Supplied data

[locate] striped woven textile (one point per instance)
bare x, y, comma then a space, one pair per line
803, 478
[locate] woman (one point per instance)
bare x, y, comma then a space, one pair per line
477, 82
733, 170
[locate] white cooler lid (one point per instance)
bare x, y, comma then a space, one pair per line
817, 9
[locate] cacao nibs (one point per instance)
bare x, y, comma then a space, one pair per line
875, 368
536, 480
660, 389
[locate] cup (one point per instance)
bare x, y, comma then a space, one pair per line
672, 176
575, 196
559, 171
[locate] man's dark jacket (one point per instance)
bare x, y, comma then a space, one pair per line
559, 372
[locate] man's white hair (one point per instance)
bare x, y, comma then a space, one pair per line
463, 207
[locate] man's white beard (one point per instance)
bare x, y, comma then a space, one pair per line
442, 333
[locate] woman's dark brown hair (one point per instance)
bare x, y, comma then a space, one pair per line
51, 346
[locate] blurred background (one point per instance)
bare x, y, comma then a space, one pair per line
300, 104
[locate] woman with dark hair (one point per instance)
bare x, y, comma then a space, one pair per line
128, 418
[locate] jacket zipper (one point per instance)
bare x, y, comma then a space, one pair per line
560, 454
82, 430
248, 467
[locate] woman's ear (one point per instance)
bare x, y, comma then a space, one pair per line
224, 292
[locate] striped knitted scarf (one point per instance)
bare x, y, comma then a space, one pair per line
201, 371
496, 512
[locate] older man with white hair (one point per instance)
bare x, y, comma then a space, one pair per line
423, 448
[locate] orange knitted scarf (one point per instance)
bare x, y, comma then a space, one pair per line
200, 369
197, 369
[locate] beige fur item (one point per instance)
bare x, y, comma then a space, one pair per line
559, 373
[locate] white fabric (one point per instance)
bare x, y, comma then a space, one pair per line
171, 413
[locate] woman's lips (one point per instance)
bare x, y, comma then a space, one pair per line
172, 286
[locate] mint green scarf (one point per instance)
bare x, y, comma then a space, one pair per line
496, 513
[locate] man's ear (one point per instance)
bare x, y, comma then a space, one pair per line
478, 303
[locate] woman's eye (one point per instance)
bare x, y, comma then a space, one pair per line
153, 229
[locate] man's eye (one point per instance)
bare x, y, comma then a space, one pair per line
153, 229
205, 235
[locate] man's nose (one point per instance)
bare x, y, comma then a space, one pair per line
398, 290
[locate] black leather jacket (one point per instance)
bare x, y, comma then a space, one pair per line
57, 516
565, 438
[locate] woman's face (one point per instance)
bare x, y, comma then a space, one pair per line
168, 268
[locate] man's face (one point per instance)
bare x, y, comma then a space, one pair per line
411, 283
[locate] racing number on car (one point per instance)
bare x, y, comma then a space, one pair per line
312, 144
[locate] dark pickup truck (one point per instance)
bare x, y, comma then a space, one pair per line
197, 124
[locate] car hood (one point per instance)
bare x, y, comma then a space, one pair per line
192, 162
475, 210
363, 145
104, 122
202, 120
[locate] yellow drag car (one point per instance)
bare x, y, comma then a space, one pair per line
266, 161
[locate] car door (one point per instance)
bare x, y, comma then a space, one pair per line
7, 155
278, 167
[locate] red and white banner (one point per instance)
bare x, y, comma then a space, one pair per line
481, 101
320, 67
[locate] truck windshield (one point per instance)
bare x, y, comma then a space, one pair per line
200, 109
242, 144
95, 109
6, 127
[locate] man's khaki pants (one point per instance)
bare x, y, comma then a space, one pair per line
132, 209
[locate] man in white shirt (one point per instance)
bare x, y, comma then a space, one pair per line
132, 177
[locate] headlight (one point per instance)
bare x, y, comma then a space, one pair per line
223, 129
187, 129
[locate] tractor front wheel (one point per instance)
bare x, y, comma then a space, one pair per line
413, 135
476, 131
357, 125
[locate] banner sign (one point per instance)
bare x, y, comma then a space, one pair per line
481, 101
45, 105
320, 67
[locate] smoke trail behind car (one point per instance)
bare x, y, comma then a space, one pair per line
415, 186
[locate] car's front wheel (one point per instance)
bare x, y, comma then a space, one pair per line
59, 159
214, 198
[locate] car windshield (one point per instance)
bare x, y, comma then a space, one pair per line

Exercise directions
Provide all the records again, word for word.

Correct result
[locate] striped woven textile (one point per instance)
bare x, y, comma then a space, one pair per line
803, 478
[locate] woman (one point per instance)
bare x, y, comma then a space, one pair per line
477, 82
733, 170
[locate] white cooler lid (one point per instance)
bare x, y, comma then a space, one pair per line
817, 9
[locate] cacao nibs (one point per instance)
bare x, y, comma then a space, one pair per line
875, 368
536, 480
660, 389
[locate] cup (one point per instance)
bare x, y, comma then a space, one pair per line
672, 176
575, 196
559, 171
[locate] man's dark jacket (one point per instance)
bare x, y, comma then a space, one pair per line
559, 372
[locate] man's white hair (one point per instance)
bare x, y, comma then a space, one pair per line
463, 207
[locate] man's white beard (one point per instance)
bare x, y, comma then a space, one pair per line
442, 333
[locate] woman's dark brown hair (one point per instance)
bare x, y, comma then a space, one pair per line
51, 346
[locate] blurred background (one point per instance)
bare x, y, comma then a space, one pair per line
300, 104
[locate] woman with dark hair (one point per instance)
bare x, y, comma then a space, one pair per line
128, 418
[locate] jacket zipper (one point per instance)
bare x, y, comma then a space, one pair per line
560, 454
82, 430
248, 467
[locate] woman's ear (one point per instance)
bare x, y, comma then a space, one pair per line
224, 292
[locate] striped knitted scarf (one point per instance)
bare x, y, comma then a space, one pair per line
201, 371
496, 512
[locate] older man with white hair (one point per instance)
bare x, y, comma then a space, one pair per line
423, 448
[locate] orange knitted scarf (one point per instance)
bare x, y, comma then a space, one pair per line
200, 369
197, 369
[locate] beige fur item (one point per instance)
bare x, y, comma then a space, one pair per line
559, 373
[locate] white fabric (one point per instance)
bare x, y, comma then a space, one pair per line
171, 413
[locate] woman's lips (one point per instance)
bare x, y, comma then a space, one pair per line
172, 286
[locate] mint green scarf (one point per instance)
bare x, y, comma then a space, one pair per line
496, 513
[locate] man's ear (one point per instance)
bare x, y, comma then a space, one pair per line
478, 303
[locate] woman's eye (one point per instance)
bare x, y, comma then a space, one pair per line
153, 229
[locate] man's eye (one point per instance)
bare x, y, comma then a space, one pair per line
153, 229
205, 235
[locate] man's nose (one point per instance)
bare x, y, comma then a space, one pair per line
398, 290
[locate] black leather jacket (one point per instance)
bare x, y, comma then a space, one pair per line
57, 516
565, 438
[locate] woman's face (one point per instance)
bare x, y, comma then a space, one pair per line
168, 268
[locate] man's face (one point per instance)
bare x, y, comma then a space, one pair per line
411, 283
[locate] racing number on car (one point per instance)
bare x, y, comma then a space, one pair per line
312, 144
[locate] dark pickup truck (one point per instance)
bare x, y, comma then a space, one pair per line
197, 124
[locate] car hood (one point per instance)
bare x, y, comma then a space, one pair per line
192, 162
475, 210
363, 145
104, 122
202, 120
[locate] yellow drag car (one point per instance)
bare x, y, comma then a space, one pair per line
266, 161
[locate] car door (one point per instance)
bare x, y, comma then a space, one pair per line
7, 155
278, 167
[locate] red and white banner (one point per instance)
bare x, y, comma then a space, one pair per line
481, 101
320, 67
[locate] truck windshield (one point per instance)
bare x, y, comma then a space, one pair per line
200, 109
242, 144
95, 109
6, 127
[locate] man's khaki pants (one point per instance)
bare x, y, comma then a space, one pair per line
132, 209
[locate] man in white shirt (one point per instance)
bare x, y, comma then a space, one pair per line
132, 177
[locate] headlight (one point per instance)
bare x, y, comma then a space, one pair per line
223, 129
187, 129
[locate] tractor front wheel (one point per instance)
bare x, y, comma then a space, one pair per line
413, 135
476, 131
357, 125
[locate] banner sign (one point per instance)
bare x, y, comma then a space, one pair per line
481, 101
45, 105
320, 67
[locate] smoke trail behind car (one point per instance)
bare x, y, comma then a space, one pair per line
415, 186
[locate] car's front wheel (one point per instance)
bare x, y, comma then a space, one pair per line
59, 159
214, 198
[locate] car windshield (one point per instance)
bare x, y, comma then a space, one pair per line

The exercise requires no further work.